» **Objective**
Convert the part of the data below that opens with the line containing "If you could indicate the brown" and closes with the line containing "point(75, 89)", including both of those lines, into a JSON list of strings with one string per line and any blank lines left out.

» **Records for processing**
-- begin --

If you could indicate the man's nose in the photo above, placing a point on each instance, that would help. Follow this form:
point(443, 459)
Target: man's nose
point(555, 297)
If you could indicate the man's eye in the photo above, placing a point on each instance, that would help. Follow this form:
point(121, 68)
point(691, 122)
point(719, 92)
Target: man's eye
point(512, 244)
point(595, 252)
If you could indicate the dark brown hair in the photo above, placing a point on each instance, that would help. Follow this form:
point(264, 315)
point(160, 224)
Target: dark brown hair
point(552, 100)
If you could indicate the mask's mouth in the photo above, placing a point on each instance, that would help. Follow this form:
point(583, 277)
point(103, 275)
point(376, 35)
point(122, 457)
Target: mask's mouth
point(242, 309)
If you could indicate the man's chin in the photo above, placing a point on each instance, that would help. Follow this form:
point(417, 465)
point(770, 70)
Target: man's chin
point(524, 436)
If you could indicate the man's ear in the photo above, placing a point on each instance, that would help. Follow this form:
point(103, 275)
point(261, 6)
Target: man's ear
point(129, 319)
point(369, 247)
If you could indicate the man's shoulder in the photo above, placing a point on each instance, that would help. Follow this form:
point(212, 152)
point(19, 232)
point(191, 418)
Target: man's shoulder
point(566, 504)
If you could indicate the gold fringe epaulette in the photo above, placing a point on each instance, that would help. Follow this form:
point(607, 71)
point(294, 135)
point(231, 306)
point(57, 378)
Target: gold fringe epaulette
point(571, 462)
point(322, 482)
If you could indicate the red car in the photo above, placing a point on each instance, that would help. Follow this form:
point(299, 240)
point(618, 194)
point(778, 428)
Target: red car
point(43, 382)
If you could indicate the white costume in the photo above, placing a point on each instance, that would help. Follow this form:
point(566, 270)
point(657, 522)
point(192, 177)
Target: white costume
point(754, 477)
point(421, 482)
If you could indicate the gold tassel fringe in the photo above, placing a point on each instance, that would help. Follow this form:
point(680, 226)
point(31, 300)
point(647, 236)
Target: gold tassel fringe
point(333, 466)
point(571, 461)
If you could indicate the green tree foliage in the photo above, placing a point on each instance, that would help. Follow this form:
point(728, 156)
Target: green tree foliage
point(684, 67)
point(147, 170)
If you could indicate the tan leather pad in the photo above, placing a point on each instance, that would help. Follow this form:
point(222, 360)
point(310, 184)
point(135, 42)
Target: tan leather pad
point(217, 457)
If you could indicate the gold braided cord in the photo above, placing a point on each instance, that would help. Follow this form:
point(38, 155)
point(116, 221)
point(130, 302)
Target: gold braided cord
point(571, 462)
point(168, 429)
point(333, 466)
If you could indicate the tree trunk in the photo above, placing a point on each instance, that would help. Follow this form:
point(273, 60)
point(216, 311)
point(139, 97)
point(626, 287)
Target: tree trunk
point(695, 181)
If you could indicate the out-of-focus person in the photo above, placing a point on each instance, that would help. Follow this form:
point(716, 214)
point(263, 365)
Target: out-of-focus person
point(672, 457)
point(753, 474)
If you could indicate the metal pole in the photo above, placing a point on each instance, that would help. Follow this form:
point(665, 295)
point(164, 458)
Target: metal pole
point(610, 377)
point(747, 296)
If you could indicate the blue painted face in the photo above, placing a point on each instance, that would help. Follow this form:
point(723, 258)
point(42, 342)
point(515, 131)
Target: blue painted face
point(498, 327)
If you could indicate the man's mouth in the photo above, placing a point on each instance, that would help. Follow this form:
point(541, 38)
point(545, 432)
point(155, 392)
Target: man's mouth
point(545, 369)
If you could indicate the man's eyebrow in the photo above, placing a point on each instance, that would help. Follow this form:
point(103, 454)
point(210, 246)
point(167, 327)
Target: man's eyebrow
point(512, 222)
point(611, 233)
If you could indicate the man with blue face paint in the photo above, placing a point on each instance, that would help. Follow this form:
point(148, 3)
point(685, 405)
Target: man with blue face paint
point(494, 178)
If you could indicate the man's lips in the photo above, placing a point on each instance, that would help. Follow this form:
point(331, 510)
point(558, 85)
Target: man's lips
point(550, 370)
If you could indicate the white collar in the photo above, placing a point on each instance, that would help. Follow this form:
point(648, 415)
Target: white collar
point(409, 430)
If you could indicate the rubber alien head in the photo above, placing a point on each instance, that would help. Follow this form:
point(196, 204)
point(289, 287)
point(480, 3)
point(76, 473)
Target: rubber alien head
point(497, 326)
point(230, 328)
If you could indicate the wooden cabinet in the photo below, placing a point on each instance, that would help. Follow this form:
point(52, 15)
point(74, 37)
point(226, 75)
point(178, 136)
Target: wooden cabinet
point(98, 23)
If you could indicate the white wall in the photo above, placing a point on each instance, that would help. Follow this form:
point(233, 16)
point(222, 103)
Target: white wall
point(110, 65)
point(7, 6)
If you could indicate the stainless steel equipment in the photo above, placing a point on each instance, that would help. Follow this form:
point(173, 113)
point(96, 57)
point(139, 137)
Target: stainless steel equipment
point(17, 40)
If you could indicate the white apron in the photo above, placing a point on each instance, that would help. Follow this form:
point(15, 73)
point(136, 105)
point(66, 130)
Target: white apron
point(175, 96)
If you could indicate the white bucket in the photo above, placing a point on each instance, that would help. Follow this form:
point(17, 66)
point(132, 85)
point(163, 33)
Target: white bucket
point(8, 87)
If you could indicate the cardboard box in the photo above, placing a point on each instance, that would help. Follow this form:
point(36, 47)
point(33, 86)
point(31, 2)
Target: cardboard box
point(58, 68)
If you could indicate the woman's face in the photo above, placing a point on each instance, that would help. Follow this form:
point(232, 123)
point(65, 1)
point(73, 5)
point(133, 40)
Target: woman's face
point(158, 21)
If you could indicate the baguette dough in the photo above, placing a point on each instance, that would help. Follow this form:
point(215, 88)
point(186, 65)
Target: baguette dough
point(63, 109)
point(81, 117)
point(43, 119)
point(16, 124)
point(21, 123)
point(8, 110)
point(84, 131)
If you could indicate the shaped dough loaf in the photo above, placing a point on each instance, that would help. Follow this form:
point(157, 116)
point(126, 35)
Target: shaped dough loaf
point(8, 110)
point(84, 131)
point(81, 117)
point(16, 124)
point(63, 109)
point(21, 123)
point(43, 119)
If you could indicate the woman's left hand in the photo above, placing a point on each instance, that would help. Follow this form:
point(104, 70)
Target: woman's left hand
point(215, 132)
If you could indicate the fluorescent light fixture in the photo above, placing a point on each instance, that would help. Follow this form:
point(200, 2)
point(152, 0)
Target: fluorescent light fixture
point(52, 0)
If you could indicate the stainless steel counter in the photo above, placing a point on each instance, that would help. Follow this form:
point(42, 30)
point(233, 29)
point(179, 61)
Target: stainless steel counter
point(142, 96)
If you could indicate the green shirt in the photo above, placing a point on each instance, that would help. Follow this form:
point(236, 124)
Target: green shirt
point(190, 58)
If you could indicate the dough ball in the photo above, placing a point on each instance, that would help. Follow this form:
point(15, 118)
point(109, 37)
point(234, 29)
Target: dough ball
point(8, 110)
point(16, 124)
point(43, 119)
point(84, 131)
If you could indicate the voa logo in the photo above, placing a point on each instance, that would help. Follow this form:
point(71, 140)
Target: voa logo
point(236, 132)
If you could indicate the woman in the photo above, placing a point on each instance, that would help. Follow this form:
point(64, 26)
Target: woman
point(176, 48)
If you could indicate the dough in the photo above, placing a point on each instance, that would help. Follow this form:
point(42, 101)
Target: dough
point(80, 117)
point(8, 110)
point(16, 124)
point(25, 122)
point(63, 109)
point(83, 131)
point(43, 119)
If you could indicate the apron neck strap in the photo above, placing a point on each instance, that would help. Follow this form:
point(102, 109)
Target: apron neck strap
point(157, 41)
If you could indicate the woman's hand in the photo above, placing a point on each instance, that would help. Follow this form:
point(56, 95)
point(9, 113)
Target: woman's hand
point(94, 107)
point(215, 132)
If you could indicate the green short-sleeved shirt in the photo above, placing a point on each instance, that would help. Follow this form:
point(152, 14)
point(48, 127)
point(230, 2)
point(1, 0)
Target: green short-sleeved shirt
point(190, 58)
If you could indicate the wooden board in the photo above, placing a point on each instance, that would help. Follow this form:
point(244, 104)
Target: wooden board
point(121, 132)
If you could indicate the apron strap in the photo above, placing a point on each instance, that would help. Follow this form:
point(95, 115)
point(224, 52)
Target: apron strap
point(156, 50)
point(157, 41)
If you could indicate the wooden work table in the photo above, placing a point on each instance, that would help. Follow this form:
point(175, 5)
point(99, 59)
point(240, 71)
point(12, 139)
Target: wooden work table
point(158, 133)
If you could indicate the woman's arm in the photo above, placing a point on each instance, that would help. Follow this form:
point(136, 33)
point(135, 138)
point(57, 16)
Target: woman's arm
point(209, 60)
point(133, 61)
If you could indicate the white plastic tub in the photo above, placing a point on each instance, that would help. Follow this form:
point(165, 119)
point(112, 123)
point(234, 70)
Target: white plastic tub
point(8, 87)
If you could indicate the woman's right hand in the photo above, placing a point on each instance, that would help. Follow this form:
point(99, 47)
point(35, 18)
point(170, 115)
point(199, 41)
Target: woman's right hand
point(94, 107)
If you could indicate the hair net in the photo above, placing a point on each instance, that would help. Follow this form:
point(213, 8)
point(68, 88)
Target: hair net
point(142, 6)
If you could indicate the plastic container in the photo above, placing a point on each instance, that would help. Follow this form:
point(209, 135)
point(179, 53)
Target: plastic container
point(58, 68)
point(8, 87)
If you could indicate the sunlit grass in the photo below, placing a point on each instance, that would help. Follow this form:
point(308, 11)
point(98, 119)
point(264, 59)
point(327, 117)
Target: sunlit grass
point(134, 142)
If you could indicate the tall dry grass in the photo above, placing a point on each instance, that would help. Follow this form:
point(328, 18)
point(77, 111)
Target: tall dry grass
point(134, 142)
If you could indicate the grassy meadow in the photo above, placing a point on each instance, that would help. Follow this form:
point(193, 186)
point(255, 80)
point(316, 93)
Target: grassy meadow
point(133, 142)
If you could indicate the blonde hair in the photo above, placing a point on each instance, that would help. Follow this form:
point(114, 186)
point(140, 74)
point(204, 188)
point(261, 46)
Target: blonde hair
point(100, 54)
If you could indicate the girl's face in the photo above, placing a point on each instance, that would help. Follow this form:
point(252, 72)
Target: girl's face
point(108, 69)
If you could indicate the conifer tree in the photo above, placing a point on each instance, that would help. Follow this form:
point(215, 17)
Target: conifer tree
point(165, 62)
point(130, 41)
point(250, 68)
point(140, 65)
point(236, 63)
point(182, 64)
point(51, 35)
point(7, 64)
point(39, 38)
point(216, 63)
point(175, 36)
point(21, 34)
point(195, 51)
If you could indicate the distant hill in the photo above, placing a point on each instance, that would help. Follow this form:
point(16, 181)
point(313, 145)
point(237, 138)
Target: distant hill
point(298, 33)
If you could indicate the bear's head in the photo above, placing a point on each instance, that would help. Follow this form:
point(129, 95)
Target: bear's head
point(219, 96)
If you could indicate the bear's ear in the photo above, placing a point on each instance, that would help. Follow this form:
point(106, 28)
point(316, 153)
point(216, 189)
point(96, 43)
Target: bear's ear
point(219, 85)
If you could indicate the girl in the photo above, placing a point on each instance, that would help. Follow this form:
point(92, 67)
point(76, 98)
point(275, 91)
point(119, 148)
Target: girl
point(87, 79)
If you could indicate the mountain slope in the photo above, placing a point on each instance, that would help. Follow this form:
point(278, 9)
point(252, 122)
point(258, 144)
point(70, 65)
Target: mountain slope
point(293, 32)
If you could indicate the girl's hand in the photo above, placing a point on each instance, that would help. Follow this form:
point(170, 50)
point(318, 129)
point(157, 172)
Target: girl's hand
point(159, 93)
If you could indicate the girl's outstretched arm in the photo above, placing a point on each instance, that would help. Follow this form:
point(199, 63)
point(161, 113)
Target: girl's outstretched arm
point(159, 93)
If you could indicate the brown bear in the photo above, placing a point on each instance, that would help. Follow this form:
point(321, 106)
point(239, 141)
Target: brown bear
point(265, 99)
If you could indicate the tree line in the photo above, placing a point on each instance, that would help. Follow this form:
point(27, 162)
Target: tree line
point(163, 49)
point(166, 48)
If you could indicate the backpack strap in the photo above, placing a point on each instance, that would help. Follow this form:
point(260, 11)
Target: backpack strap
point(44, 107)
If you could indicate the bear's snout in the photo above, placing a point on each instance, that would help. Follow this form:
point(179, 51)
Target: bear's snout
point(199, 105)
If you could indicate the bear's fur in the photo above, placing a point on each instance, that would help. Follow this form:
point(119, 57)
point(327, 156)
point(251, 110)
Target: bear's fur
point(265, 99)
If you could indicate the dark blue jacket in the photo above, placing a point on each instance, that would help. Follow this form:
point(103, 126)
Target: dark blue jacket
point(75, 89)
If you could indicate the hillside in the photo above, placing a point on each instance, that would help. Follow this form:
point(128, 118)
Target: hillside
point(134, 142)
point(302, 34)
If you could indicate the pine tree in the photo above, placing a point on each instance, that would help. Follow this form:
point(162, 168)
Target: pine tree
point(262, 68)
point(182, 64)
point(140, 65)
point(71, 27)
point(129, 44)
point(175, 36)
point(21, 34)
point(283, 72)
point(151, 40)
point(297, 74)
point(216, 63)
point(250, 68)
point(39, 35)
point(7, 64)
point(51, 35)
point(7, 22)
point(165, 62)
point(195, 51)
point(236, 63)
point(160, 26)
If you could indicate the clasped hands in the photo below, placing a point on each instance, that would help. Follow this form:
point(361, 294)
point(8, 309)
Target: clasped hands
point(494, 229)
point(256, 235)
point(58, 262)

-- end --

» **Result of this task**
[
  "If you could indicate the brown bear in the photo above, placing a point on each instance, that would help. Follow this form:",
  "point(321, 106)",
  "point(239, 141)",
  "Target: brown bear",
  "point(265, 99)",
  "If you could indicate the tree line in the photo above, placing a point on each instance, that would help. Follow this form:",
  "point(27, 162)",
  "Target: tree line",
  "point(163, 49)",
  "point(166, 48)",
  "If you could indicate the backpack strap in the photo above, placing a point on each instance, that would help. Follow this form:",
  "point(260, 11)",
  "Target: backpack strap",
  "point(44, 107)",
  "If you could indicate the bear's snout in the photo above, placing a point on each instance, that would help. Follow this form:",
  "point(179, 51)",
  "Target: bear's snout",
  "point(199, 105)",
  "If you could indicate the bear's fur in the photo above, placing a point on each instance, that would help. Follow this form:",
  "point(119, 57)",
  "point(327, 156)",
  "point(251, 110)",
  "Target: bear's fur",
  "point(265, 99)",
  "If you could indicate the dark blue jacket in the photo above, placing a point on each instance, that would help. Follow this form:",
  "point(103, 126)",
  "Target: dark blue jacket",
  "point(75, 89)"
]